- [Data to process]
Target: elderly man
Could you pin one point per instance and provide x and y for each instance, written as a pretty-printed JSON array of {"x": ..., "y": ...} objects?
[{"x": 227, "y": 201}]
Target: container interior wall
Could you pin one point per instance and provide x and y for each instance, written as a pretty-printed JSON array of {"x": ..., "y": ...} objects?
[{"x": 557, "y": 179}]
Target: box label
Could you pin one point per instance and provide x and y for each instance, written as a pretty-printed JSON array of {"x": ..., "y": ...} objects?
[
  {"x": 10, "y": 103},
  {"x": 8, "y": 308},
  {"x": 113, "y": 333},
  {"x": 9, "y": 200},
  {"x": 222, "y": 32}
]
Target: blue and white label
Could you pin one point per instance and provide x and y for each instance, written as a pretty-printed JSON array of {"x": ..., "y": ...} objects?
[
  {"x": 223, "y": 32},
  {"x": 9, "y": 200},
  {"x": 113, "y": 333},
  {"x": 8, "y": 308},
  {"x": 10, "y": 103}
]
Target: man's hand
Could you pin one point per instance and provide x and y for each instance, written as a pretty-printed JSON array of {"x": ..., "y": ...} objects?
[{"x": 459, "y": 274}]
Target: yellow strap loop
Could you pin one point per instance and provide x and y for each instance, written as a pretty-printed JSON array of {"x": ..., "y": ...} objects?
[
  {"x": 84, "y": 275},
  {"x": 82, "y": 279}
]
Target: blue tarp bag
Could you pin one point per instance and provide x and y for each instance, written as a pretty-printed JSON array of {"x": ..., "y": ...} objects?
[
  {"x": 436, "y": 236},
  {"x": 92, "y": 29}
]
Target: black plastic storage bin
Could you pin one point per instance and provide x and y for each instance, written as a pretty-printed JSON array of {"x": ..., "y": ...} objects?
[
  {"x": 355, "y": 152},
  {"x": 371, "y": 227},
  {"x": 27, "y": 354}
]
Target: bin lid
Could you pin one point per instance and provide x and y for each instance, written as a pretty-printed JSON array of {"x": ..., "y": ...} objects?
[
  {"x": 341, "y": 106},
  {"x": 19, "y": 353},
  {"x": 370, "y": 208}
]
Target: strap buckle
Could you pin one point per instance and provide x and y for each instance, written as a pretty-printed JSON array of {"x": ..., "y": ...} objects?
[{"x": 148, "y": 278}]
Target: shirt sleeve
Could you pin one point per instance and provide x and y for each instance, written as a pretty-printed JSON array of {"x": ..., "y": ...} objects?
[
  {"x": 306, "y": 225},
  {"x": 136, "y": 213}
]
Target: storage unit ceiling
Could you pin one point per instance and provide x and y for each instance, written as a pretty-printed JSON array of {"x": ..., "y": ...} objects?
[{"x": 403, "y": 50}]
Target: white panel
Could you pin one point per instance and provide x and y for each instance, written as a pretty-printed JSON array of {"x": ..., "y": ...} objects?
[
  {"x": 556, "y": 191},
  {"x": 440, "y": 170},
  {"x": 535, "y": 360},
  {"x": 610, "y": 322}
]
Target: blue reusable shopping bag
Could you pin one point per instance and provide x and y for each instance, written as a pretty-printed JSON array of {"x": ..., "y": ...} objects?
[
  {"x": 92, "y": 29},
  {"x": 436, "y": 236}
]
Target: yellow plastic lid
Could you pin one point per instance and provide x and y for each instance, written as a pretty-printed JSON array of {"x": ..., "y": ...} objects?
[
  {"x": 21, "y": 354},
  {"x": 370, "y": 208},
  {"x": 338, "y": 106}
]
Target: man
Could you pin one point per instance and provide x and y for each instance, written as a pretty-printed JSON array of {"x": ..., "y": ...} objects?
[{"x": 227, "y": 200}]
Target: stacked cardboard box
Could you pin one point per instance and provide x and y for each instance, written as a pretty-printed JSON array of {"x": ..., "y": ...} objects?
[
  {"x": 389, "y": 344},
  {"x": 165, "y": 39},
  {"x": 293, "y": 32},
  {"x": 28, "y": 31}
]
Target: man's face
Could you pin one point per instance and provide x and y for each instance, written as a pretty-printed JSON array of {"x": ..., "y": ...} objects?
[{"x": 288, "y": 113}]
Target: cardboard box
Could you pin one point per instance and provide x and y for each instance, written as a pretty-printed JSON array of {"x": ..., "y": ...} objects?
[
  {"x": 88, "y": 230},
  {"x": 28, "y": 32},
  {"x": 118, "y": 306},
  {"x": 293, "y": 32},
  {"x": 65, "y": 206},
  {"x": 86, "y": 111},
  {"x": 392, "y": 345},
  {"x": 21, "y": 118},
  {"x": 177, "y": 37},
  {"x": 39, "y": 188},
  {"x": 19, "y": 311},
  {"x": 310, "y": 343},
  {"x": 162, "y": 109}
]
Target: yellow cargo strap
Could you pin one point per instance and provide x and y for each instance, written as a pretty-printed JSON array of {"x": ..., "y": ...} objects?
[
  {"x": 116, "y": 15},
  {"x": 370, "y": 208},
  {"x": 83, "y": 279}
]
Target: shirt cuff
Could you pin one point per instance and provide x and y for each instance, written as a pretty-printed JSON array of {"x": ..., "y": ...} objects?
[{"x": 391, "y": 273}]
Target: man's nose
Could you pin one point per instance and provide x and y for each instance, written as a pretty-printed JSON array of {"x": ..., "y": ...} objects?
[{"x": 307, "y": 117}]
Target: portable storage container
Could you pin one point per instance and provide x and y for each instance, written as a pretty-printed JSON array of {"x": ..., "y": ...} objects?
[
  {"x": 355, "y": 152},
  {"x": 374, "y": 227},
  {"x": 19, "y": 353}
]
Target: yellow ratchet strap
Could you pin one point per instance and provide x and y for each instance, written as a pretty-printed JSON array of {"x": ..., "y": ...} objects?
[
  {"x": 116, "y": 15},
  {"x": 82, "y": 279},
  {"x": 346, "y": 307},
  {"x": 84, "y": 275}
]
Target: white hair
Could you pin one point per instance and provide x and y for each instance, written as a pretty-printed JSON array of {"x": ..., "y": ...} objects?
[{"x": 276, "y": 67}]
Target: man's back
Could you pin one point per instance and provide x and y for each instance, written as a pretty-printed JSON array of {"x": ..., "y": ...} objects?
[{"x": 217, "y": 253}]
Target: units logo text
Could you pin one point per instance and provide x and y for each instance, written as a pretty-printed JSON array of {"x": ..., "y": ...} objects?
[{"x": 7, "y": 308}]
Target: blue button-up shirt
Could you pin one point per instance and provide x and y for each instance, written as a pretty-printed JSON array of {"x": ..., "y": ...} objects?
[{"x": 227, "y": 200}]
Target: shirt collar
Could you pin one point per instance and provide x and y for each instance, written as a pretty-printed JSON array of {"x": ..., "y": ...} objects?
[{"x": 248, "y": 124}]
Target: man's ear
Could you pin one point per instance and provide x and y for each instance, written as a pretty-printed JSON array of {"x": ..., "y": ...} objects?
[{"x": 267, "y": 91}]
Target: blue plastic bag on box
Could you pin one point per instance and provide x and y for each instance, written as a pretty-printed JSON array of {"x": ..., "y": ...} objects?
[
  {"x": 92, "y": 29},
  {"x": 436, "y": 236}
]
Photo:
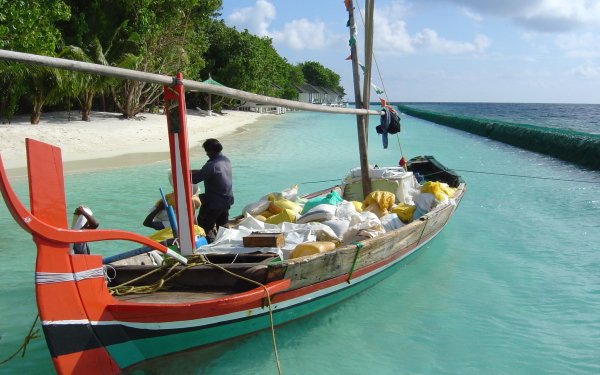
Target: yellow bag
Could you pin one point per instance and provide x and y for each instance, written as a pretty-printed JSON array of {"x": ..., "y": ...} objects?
[
  {"x": 404, "y": 212},
  {"x": 283, "y": 204},
  {"x": 374, "y": 208},
  {"x": 440, "y": 190},
  {"x": 310, "y": 248},
  {"x": 285, "y": 215},
  {"x": 384, "y": 199},
  {"x": 358, "y": 206},
  {"x": 266, "y": 213}
]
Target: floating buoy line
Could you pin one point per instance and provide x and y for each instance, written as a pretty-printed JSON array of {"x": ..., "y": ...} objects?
[{"x": 488, "y": 173}]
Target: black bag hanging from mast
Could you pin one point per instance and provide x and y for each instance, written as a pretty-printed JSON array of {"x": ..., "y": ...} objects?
[{"x": 389, "y": 124}]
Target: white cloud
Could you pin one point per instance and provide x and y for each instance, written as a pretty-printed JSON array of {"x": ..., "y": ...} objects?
[
  {"x": 471, "y": 14},
  {"x": 303, "y": 34},
  {"x": 579, "y": 45},
  {"x": 540, "y": 15},
  {"x": 393, "y": 36},
  {"x": 256, "y": 19},
  {"x": 586, "y": 70},
  {"x": 300, "y": 34},
  {"x": 429, "y": 40}
]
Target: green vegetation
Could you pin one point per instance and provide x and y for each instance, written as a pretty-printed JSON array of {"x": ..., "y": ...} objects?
[{"x": 159, "y": 36}]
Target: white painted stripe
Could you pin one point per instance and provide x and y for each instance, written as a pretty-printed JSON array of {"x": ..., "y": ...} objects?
[
  {"x": 64, "y": 322},
  {"x": 60, "y": 277}
]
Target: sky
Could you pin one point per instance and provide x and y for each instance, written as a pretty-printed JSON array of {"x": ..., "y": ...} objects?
[{"x": 529, "y": 51}]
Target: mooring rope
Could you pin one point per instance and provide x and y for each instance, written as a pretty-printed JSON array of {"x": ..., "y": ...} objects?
[
  {"x": 526, "y": 176},
  {"x": 30, "y": 336}
]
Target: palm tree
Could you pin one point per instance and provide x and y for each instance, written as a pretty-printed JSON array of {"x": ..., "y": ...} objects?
[
  {"x": 11, "y": 76},
  {"x": 43, "y": 87}
]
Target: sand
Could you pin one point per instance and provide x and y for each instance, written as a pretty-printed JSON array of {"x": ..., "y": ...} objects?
[{"x": 108, "y": 140}]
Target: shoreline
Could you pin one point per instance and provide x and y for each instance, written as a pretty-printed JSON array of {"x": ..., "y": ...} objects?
[{"x": 108, "y": 140}]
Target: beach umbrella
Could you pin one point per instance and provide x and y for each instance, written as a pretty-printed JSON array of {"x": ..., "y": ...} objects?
[{"x": 211, "y": 82}]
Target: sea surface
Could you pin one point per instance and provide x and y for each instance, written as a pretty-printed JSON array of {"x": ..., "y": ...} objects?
[{"x": 510, "y": 286}]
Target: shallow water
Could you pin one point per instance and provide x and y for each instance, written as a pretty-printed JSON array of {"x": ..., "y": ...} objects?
[{"x": 511, "y": 286}]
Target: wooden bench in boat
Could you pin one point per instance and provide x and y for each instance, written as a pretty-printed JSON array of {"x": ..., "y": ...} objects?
[{"x": 205, "y": 277}]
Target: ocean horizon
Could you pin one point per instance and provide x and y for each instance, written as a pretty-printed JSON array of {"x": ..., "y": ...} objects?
[{"x": 510, "y": 286}]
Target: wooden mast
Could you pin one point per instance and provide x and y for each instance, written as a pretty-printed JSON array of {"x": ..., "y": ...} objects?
[{"x": 361, "y": 120}]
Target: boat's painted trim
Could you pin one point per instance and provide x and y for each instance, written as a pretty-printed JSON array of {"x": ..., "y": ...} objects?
[{"x": 170, "y": 336}]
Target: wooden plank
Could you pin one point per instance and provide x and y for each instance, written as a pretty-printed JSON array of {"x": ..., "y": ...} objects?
[{"x": 258, "y": 239}]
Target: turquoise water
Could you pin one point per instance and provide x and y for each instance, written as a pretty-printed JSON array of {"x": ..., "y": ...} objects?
[{"x": 511, "y": 286}]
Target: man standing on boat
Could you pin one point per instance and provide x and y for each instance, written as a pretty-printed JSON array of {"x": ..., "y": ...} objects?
[{"x": 218, "y": 191}]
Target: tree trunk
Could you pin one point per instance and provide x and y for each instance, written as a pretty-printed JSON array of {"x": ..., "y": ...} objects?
[
  {"x": 86, "y": 105},
  {"x": 38, "y": 104}
]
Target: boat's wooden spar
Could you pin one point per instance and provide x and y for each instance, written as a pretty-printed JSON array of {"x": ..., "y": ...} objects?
[{"x": 160, "y": 79}]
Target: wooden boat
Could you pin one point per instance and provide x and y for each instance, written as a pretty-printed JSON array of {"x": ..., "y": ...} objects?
[{"x": 220, "y": 297}]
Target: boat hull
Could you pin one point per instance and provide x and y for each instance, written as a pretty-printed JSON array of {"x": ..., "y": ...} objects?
[
  {"x": 133, "y": 333},
  {"x": 130, "y": 342}
]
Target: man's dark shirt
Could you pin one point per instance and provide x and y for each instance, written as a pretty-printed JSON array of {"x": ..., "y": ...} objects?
[{"x": 216, "y": 174}]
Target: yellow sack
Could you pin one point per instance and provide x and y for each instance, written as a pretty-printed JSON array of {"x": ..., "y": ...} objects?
[
  {"x": 167, "y": 233},
  {"x": 266, "y": 213},
  {"x": 358, "y": 206},
  {"x": 374, "y": 208},
  {"x": 404, "y": 212},
  {"x": 283, "y": 204},
  {"x": 310, "y": 248},
  {"x": 440, "y": 190},
  {"x": 448, "y": 190},
  {"x": 285, "y": 215},
  {"x": 384, "y": 199}
]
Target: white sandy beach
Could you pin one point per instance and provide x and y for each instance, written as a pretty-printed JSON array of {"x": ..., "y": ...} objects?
[{"x": 108, "y": 140}]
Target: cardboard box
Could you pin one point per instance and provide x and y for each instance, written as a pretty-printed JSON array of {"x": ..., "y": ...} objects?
[{"x": 258, "y": 239}]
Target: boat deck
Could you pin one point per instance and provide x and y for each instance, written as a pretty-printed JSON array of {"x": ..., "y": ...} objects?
[{"x": 168, "y": 297}]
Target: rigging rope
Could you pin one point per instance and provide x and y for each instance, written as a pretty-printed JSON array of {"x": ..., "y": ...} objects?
[{"x": 387, "y": 99}]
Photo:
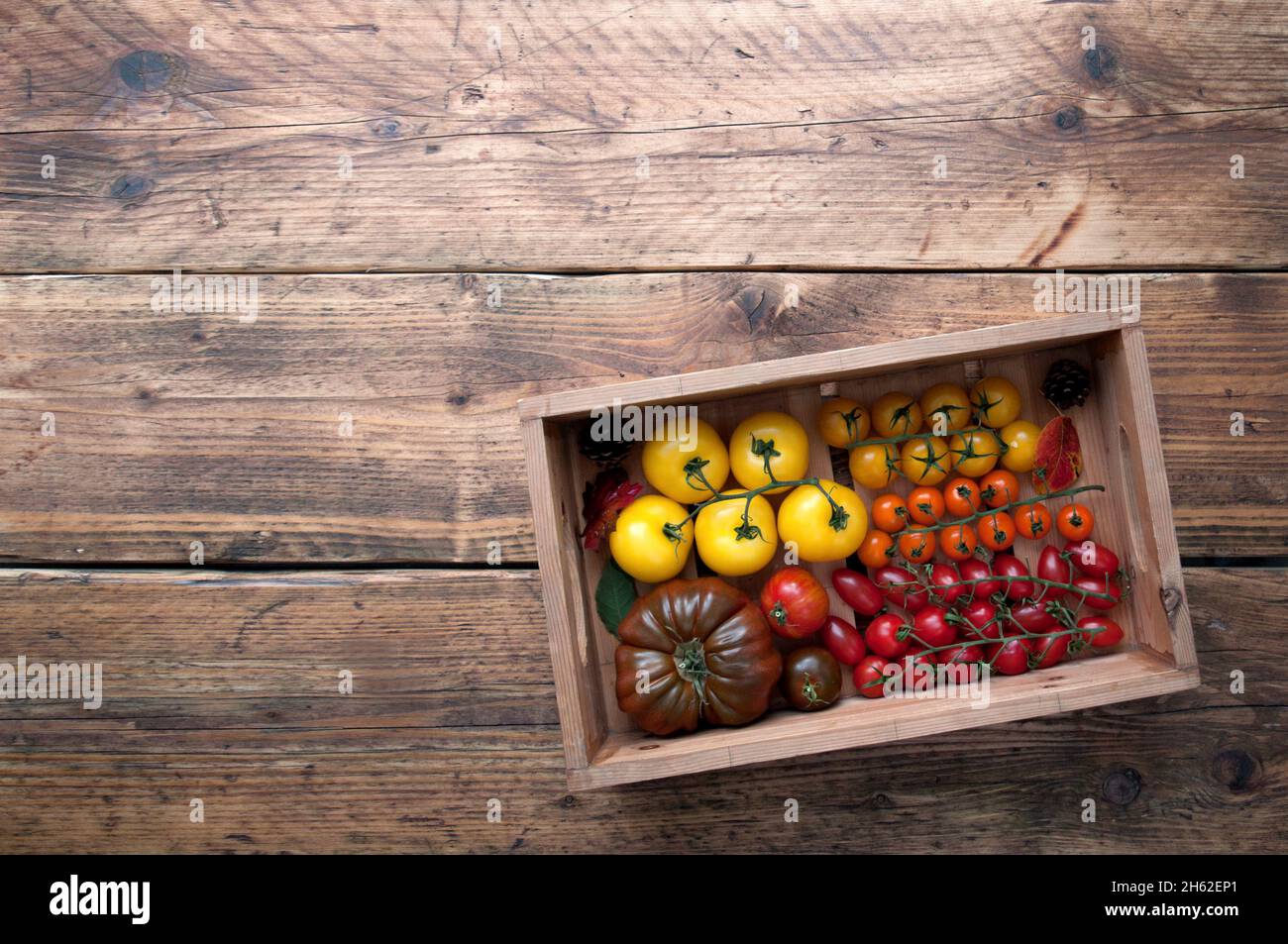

- [Task instructions] From the items above, pull out every line that contains the string "plastic" and copy each one in full. Treat uppercase and lowercase letters as different.

- [Expected output]
Target: black plastic storage bin
Target: yellow plastic lid
Target: blue plastic bag on box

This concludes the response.